BEGIN
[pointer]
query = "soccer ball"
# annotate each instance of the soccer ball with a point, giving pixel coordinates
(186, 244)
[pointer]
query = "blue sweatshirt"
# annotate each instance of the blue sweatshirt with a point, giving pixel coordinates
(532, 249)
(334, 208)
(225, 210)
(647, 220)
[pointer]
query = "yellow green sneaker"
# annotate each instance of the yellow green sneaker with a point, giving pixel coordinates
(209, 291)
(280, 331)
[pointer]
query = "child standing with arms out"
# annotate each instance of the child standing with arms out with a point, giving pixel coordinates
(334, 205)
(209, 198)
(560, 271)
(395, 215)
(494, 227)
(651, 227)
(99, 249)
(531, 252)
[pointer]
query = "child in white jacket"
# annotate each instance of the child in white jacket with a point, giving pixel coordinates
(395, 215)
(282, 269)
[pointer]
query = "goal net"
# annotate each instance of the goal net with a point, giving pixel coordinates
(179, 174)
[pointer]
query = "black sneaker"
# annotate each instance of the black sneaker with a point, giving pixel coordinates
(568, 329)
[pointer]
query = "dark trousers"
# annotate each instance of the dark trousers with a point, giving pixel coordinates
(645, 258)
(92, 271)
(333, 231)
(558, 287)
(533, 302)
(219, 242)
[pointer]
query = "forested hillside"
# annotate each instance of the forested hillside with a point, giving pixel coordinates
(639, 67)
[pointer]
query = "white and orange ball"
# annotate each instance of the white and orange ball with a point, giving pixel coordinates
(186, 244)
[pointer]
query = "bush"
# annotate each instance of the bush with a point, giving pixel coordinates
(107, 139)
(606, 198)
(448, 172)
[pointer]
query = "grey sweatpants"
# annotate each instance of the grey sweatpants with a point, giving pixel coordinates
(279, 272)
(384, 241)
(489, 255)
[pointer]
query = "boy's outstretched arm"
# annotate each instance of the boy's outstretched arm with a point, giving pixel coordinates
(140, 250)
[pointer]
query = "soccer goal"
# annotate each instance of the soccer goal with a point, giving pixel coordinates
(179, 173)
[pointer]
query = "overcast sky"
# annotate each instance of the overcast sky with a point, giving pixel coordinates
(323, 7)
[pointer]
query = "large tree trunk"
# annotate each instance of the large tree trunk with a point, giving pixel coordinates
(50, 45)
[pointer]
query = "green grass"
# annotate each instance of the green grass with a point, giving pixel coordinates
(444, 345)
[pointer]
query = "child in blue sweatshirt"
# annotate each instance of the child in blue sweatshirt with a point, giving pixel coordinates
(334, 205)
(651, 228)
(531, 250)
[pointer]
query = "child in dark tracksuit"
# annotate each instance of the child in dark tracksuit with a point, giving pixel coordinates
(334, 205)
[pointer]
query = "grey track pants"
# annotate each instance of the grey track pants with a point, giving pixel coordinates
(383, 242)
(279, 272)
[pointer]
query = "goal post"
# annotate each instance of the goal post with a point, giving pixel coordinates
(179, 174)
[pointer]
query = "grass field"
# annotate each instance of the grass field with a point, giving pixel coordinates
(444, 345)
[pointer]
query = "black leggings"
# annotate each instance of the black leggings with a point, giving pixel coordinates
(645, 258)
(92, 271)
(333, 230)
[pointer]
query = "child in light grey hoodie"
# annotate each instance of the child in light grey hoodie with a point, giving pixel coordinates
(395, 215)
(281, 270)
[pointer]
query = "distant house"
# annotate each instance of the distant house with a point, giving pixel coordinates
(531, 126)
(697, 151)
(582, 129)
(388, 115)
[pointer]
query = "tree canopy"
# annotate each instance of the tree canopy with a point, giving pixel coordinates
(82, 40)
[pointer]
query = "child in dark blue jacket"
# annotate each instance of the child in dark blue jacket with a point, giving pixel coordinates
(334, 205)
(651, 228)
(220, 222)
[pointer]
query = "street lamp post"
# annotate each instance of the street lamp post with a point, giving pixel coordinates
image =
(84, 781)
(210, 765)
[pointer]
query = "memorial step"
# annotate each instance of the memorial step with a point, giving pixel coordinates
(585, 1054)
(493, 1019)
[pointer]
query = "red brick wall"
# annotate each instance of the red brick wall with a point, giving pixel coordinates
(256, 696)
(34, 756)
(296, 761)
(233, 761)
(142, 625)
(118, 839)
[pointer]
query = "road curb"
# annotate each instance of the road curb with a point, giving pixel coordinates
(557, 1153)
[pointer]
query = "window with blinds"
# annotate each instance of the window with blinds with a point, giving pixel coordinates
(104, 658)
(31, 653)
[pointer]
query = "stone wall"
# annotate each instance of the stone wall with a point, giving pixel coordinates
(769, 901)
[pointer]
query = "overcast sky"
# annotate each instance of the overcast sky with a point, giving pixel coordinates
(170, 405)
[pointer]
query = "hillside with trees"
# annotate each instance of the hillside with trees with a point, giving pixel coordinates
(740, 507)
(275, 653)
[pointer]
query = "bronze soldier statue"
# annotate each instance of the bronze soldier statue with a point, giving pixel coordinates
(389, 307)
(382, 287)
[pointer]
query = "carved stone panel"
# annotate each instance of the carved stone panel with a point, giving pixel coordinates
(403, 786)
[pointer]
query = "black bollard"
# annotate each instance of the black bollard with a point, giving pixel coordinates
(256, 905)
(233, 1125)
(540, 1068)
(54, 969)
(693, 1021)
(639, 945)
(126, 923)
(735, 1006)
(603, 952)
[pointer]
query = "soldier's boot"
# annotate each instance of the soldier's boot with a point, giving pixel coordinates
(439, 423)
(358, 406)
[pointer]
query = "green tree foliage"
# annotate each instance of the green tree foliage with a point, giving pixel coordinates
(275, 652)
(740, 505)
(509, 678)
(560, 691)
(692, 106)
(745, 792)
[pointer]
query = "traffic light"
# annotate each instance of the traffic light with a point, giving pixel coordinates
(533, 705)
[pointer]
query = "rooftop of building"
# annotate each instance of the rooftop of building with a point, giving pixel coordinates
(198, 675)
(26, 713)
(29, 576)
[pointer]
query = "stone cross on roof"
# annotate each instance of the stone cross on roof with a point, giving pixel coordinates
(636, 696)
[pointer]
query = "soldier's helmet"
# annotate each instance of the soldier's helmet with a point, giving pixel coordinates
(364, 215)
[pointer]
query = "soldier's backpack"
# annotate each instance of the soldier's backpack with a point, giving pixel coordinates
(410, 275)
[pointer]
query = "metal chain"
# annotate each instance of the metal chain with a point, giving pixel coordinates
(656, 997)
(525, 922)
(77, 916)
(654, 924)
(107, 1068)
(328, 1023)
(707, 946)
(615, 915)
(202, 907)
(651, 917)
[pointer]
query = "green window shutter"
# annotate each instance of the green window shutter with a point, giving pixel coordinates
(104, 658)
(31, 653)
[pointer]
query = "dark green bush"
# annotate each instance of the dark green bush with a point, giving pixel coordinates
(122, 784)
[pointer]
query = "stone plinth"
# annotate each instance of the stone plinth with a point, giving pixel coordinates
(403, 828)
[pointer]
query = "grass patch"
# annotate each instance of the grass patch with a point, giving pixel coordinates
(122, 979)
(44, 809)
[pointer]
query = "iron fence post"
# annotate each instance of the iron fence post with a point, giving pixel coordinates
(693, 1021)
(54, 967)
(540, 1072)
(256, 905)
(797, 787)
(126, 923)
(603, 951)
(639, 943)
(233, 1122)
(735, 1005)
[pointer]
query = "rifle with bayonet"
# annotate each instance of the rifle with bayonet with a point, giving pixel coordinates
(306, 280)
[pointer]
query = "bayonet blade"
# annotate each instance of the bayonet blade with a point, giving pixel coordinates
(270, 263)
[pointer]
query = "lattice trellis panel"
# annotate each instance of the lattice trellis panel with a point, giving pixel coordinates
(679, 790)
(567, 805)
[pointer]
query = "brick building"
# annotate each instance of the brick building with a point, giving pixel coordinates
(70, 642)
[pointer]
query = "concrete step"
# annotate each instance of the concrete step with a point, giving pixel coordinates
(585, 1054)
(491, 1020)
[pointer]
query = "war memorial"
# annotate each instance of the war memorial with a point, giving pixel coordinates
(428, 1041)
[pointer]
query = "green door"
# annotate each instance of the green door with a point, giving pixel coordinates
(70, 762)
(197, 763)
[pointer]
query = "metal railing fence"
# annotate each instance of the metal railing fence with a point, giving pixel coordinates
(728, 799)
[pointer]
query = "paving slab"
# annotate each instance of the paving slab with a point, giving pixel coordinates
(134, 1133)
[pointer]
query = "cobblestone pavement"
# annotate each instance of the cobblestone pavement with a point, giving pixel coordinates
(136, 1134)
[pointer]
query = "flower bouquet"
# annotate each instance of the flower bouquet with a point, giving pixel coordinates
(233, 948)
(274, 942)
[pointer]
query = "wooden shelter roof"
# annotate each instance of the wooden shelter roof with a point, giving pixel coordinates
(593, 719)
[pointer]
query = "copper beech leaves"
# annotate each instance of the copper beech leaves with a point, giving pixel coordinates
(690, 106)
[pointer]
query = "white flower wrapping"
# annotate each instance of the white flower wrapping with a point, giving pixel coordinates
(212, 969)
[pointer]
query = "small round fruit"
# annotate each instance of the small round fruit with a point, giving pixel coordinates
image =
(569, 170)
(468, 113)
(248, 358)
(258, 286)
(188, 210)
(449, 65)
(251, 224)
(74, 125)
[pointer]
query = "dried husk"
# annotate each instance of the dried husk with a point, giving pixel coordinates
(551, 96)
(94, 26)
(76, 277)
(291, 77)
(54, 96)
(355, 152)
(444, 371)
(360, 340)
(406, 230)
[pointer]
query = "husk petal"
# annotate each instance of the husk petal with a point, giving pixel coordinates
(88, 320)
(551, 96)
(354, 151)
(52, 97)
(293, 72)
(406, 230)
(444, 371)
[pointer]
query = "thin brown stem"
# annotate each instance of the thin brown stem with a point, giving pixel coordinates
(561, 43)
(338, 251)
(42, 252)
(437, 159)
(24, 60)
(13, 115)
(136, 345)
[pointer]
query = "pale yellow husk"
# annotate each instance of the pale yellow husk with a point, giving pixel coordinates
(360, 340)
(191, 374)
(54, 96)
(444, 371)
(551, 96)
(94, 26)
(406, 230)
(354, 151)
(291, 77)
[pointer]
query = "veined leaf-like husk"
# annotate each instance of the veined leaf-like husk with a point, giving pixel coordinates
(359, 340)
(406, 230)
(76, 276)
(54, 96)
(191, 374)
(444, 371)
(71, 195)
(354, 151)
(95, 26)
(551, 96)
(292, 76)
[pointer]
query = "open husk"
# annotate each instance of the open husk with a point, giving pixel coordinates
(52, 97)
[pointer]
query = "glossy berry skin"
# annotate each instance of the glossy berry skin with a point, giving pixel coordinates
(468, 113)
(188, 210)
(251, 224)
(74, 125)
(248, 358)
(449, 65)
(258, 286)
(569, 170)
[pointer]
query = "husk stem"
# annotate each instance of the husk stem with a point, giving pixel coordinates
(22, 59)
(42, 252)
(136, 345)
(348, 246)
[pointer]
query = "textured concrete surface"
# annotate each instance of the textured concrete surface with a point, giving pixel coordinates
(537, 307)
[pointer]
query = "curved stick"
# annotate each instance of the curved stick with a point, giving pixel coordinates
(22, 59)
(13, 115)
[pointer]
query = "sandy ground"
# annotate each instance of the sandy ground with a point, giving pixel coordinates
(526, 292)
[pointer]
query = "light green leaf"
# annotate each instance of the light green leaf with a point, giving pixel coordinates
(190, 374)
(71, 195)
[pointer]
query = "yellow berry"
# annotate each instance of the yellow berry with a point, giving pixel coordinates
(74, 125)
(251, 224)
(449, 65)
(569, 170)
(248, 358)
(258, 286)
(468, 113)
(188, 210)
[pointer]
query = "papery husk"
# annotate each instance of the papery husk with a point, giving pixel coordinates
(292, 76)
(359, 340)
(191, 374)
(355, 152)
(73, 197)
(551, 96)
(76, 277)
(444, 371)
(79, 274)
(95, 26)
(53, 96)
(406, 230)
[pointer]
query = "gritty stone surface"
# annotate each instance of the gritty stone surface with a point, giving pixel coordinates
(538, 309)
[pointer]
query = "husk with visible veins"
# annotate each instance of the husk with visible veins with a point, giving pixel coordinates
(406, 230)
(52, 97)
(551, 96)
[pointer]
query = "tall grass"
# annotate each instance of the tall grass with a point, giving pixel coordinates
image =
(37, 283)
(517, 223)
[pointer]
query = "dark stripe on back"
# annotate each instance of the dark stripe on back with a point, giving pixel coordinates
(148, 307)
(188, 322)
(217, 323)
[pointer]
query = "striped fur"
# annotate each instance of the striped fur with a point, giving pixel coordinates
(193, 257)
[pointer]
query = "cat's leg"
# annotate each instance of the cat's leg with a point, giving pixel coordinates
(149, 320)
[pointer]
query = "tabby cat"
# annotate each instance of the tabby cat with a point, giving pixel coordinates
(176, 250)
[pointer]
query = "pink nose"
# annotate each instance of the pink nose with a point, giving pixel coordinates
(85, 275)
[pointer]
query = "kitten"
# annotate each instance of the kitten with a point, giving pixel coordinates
END
Work request: Report how many lines in the listing above contain the string "fruit", giving the number alone.

Answer to this exercise: 2